## REQUIRED WORK
Whenever a line in the entries below contains the string "wall", copy that line.

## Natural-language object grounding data
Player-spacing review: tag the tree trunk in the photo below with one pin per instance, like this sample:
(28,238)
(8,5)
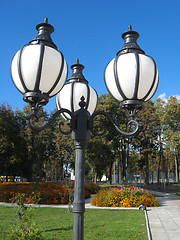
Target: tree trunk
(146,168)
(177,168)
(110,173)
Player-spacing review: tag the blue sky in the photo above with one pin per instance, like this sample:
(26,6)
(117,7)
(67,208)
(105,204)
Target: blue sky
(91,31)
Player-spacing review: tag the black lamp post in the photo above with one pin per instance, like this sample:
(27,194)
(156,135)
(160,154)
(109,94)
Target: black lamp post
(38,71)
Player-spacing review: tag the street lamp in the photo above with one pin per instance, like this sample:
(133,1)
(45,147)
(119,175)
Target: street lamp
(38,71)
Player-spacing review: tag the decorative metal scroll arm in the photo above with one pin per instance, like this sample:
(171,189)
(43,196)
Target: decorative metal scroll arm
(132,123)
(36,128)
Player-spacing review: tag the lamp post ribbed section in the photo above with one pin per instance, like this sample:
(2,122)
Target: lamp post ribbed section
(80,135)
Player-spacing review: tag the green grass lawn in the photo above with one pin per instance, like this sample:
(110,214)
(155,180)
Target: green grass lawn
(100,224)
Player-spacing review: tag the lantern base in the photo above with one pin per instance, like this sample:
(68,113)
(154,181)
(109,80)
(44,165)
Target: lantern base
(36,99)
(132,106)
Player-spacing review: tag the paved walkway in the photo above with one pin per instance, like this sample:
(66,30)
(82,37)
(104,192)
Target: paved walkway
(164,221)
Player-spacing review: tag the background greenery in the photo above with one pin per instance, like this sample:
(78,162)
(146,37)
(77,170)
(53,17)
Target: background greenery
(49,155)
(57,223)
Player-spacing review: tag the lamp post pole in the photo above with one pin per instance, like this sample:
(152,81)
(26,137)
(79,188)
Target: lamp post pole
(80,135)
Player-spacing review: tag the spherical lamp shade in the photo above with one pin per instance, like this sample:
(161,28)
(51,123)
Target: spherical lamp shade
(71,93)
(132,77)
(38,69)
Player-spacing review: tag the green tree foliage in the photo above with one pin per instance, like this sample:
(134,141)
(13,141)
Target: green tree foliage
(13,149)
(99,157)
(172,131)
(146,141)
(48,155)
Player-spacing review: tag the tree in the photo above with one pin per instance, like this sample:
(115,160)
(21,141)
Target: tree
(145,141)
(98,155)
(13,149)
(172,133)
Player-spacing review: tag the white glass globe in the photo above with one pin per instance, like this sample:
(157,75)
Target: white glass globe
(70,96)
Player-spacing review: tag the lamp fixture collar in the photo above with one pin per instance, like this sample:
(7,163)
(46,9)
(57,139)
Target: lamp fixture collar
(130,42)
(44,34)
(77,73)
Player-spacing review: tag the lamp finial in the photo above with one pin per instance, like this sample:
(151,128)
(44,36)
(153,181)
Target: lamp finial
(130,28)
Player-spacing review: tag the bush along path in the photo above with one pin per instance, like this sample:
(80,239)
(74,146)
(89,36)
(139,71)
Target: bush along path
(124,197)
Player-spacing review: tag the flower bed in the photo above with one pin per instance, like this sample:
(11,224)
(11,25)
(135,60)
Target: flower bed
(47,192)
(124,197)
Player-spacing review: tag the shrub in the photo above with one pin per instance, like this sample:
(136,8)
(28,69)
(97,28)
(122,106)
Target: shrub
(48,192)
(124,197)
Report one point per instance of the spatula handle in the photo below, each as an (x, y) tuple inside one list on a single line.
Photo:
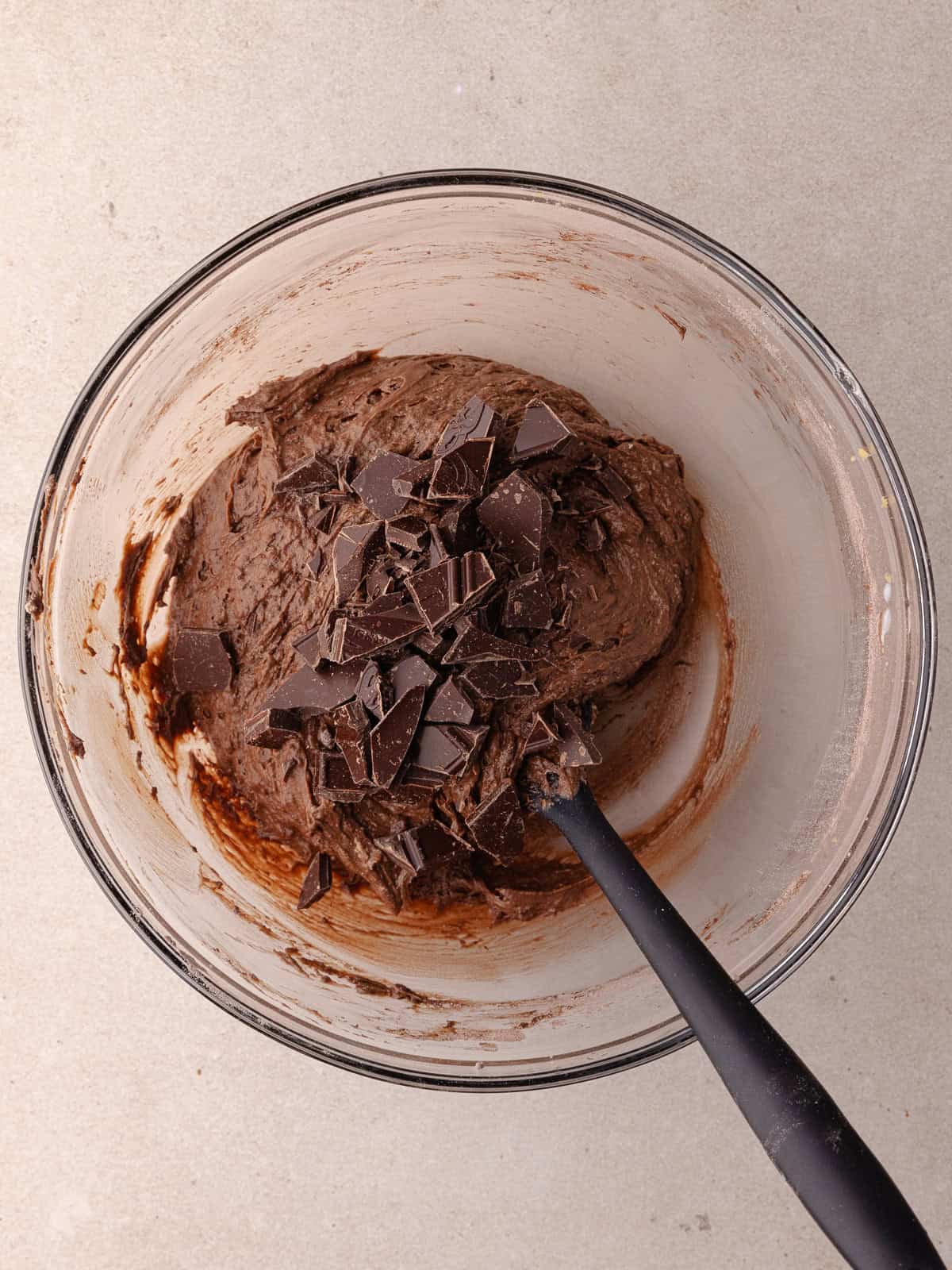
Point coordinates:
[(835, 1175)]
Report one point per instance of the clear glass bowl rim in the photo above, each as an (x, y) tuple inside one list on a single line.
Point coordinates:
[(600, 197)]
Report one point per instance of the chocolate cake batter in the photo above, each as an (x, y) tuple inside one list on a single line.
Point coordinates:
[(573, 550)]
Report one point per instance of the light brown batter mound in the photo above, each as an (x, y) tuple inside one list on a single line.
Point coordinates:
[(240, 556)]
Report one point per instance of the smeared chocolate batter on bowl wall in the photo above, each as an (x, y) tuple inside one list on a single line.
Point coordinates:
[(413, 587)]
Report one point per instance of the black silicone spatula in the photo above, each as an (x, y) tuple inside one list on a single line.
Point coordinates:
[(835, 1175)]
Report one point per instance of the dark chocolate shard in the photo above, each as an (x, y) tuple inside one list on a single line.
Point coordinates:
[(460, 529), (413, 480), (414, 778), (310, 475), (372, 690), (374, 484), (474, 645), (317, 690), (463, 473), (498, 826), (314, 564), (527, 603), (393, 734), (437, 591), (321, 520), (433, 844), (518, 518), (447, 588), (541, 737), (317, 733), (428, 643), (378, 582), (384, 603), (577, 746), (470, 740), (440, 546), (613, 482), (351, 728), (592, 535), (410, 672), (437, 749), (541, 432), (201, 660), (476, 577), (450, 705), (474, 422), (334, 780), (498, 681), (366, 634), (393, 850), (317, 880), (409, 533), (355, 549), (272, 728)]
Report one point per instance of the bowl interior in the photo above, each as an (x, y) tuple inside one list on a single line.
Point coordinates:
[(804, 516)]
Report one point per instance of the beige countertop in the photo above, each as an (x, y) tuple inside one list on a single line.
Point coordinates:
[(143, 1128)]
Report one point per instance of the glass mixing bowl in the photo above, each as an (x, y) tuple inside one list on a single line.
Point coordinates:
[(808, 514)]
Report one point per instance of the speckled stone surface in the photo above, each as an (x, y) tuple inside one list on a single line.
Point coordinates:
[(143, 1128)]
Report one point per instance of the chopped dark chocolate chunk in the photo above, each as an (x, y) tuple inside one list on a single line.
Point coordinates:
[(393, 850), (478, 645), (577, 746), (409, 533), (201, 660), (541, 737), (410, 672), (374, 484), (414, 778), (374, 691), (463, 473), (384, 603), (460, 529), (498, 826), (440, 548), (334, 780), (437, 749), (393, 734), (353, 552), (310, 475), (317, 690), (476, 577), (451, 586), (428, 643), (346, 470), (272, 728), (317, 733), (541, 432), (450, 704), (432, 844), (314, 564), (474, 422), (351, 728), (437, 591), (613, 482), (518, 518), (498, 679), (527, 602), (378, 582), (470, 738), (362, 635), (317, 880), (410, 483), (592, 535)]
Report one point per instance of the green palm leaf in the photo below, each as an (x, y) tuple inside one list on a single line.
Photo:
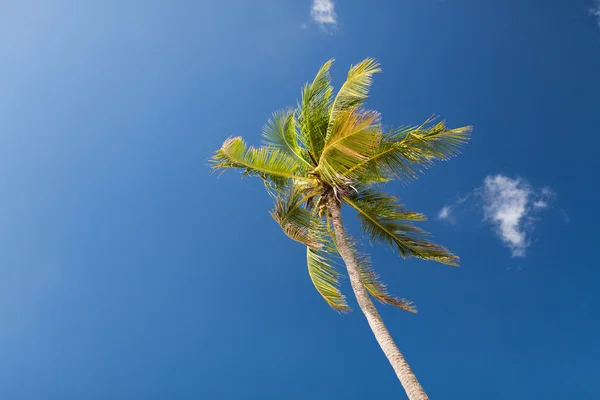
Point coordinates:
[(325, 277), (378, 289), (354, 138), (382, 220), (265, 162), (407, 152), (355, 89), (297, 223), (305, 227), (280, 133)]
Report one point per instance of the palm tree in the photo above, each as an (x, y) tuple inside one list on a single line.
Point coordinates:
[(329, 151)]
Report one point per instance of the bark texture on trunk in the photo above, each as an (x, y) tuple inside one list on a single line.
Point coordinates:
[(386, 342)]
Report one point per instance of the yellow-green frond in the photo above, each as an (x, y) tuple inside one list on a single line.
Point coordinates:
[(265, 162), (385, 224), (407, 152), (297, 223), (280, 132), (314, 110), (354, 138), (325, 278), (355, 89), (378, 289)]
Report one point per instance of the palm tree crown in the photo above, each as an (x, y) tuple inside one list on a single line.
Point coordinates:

--

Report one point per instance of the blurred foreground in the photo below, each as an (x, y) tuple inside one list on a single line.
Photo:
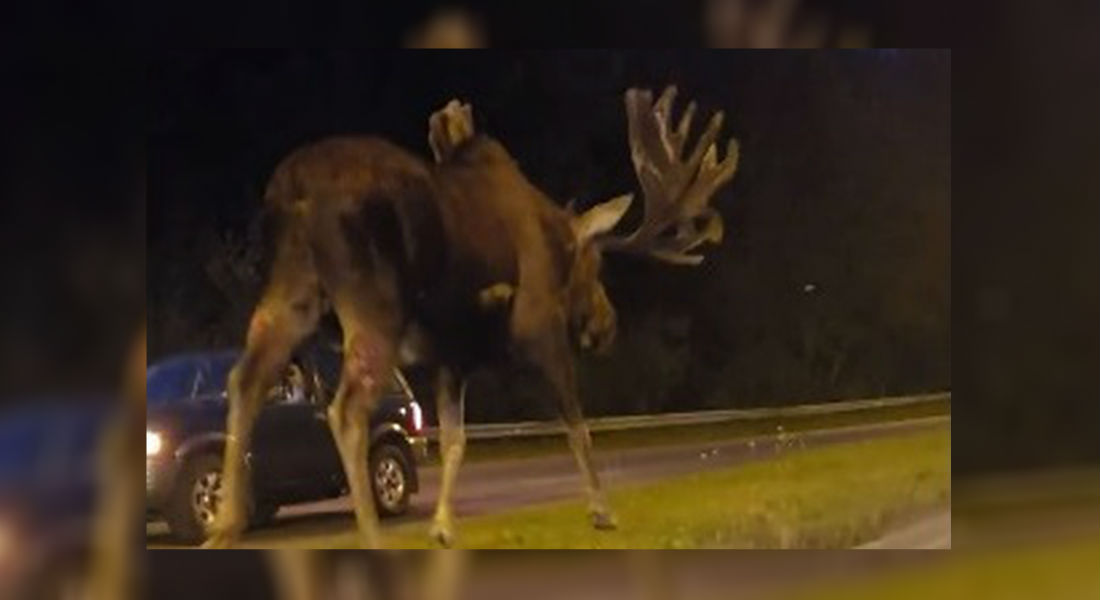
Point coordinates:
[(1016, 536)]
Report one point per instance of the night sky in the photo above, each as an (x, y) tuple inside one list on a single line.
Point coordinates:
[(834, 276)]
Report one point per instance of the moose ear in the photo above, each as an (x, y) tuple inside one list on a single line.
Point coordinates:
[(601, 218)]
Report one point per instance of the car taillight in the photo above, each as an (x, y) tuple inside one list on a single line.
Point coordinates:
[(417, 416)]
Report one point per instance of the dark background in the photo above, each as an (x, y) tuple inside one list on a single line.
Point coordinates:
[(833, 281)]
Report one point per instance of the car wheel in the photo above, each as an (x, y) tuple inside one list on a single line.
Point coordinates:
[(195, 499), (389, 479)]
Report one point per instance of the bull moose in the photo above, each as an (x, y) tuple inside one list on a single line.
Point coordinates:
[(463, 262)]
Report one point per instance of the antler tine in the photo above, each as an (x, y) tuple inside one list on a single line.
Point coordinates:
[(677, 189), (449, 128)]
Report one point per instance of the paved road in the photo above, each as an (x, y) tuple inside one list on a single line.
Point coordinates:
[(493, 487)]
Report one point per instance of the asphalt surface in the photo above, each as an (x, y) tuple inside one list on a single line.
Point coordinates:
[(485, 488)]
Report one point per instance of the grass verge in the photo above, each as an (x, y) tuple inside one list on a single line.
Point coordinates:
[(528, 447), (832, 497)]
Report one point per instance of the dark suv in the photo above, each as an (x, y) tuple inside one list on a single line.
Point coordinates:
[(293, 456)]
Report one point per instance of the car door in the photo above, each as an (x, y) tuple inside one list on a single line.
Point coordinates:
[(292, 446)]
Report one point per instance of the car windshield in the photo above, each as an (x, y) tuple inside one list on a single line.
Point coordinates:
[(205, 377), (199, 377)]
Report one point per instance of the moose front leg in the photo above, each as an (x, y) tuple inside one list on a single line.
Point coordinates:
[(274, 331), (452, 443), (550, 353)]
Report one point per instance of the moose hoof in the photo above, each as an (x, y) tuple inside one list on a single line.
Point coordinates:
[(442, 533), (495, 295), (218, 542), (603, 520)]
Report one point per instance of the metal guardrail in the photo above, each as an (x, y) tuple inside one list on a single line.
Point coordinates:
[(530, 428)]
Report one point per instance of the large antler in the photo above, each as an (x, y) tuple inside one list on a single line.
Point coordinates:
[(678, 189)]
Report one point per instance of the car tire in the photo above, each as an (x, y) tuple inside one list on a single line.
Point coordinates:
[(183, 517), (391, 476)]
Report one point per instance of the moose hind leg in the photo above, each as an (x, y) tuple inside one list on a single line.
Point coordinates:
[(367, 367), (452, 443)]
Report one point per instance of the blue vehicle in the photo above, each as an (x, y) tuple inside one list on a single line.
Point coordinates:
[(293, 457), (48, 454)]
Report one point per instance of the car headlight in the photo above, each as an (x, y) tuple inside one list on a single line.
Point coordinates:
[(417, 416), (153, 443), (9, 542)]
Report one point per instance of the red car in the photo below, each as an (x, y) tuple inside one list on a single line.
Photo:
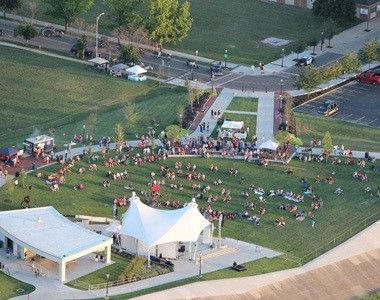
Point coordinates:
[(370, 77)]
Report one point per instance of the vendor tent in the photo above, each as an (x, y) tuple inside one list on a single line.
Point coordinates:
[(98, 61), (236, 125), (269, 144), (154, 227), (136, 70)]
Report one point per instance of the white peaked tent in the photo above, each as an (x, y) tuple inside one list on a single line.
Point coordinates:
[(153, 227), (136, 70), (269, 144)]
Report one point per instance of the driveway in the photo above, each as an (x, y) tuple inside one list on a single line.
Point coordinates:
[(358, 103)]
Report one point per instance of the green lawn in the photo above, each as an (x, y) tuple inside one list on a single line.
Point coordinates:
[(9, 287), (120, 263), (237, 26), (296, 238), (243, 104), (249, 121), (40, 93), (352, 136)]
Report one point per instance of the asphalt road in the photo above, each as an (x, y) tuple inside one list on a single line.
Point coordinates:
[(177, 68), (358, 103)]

---

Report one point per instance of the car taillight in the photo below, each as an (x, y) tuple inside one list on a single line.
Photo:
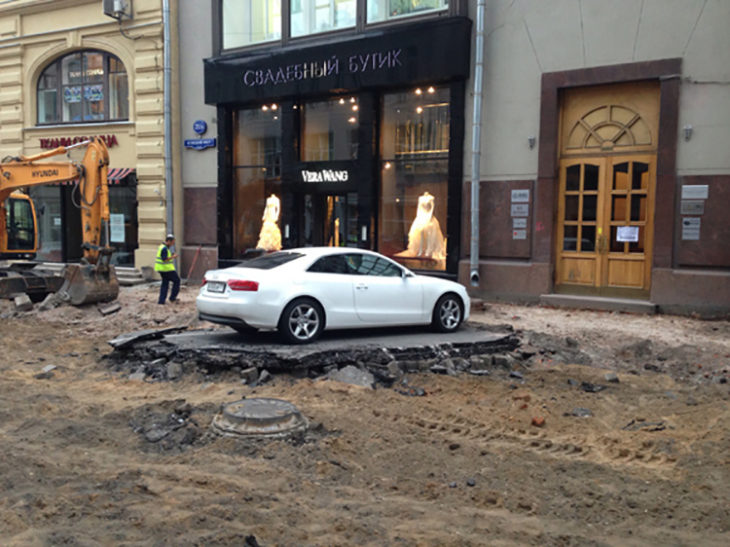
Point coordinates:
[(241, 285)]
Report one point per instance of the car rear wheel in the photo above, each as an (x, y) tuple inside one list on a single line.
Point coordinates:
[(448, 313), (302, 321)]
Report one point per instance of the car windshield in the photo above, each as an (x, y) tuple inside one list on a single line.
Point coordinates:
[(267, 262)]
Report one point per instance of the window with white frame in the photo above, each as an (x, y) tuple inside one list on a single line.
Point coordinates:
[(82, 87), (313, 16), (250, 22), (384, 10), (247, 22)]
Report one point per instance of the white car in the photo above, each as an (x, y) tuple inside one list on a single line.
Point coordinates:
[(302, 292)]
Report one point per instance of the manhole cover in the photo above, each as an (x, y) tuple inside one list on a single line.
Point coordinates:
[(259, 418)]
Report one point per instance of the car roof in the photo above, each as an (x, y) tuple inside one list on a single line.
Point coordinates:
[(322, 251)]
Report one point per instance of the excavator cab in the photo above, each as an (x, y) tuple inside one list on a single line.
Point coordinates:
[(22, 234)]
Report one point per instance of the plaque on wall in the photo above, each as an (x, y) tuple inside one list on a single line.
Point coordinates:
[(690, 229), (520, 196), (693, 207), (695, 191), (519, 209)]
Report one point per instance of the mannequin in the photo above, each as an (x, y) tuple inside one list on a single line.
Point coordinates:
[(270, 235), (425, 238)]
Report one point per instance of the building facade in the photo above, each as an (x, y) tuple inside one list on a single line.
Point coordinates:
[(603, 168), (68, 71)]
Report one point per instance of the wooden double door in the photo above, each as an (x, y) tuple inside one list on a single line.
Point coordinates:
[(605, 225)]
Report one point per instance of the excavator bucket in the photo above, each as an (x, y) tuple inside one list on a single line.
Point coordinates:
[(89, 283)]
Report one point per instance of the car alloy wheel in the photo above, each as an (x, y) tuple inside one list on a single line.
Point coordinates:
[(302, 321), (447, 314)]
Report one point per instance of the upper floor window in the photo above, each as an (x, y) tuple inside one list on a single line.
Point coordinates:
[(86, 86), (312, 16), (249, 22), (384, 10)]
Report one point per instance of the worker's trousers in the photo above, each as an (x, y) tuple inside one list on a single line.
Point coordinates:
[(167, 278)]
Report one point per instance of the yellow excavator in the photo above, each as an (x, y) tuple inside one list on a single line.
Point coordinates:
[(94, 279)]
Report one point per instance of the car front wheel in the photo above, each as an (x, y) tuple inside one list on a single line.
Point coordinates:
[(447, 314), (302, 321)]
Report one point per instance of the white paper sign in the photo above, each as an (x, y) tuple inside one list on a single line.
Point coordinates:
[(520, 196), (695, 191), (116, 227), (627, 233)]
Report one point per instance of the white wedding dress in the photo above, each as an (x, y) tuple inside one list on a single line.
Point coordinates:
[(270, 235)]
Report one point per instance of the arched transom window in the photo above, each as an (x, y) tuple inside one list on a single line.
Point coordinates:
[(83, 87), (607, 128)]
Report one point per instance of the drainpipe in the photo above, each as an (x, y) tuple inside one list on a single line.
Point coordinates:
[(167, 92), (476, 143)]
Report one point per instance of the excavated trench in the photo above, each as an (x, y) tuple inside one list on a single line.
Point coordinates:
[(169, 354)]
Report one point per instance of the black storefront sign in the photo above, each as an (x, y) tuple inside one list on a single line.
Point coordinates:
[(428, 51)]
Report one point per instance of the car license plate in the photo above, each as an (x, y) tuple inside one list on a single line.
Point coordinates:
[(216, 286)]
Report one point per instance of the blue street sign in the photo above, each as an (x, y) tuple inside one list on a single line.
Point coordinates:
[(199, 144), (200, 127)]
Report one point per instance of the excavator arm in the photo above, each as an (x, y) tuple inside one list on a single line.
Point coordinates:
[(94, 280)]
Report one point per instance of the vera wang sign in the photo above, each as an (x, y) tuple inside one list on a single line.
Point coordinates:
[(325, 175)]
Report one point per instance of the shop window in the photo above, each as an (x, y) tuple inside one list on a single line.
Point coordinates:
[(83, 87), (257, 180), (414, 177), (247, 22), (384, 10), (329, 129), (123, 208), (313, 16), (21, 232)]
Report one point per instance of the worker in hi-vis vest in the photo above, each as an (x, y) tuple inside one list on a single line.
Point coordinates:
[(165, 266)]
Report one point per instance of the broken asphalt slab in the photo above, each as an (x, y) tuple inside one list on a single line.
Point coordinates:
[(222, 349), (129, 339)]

## WRITTEN REPLY
Report one point per instance of the smeared chocolate batter on bowl wall in the photo above, each as an (x, y) tuple inside one list on a single line.
Report one point per instance of the plaque on wall in the photo above, each as an (x, y) tuple inside one list on a single line.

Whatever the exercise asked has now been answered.